# HOW TO COMPLETE THIS TASK
Output the data below exactly as it is, dropping the pictures from your copy.

Saved entries
☆ ☆ ☆

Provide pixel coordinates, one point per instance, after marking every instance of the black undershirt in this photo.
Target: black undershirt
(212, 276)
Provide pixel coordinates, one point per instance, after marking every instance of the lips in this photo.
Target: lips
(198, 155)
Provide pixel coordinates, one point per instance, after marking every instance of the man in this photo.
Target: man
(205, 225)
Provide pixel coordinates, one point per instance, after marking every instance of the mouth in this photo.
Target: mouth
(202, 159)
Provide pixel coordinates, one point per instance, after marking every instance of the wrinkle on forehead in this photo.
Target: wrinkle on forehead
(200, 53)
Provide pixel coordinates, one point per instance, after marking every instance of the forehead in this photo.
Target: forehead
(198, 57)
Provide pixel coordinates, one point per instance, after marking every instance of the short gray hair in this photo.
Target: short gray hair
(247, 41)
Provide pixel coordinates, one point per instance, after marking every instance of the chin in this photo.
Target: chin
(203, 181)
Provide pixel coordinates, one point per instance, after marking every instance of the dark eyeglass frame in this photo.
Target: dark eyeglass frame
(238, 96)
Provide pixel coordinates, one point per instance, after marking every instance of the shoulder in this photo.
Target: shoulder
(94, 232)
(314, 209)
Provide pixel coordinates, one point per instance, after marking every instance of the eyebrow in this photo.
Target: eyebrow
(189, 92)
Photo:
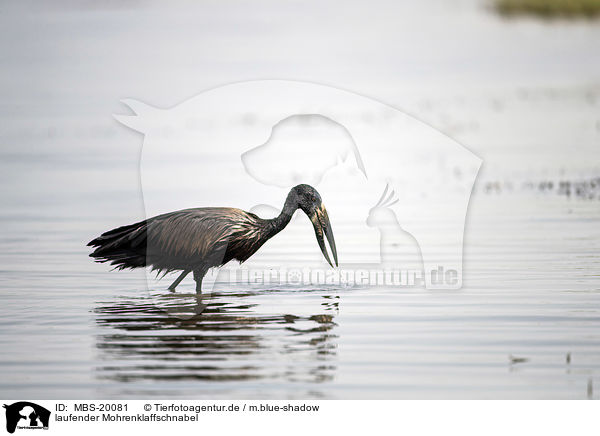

☆ ☆ ☆

# ANSWER TO THIS TASK
Provide pixel coordinates, one point per instance, after marking every instance of the black undershirt in this photo.
Target: black undershirt
(212, 276)
Provide pixel coordinates, one point per instance, after marking every instance of the lips in this photo.
Target: lips
(198, 155)
Provide pixel coordinates, one point per instance, after marking every instance of the man in this photo.
Target: man
(205, 225)
Provide pixel coordinates, one point per instance, after marking every instance of the mouth in this photo.
Target: mouth
(202, 159)
Provide pixel coordinates, one point per instance, after marking every instance of the wrinkle on forehead in this photo.
Target: wrinkle on forehead
(200, 53)
Provide pixel coordinates, one point per instance, after marking every instance of the forehead in this photo.
Target: forehead
(198, 57)
Provide pixel coordinates, one point per instance, after marking every instance of the short gray hair in this photo.
Target: short gray hair
(247, 41)
Provide pixel coordinates, one point per instance, after marking every instance of the chin in this photo.
Target: chin
(203, 181)
Provide pixel coordinates, one point per instance, after marking every instance of the dark eyeglass frame in this photo.
Target: dark eyeglass frame
(238, 96)
Provide pixel coordinates, one point per instance, after marking every instance of the shoulder in this photo.
Target: shoulder
(94, 232)
(314, 209)
Provide pixel coordinates, one point per instance, after marking every instance of the eyebrow in this photo.
Target: eyebrow
(189, 92)
Photo:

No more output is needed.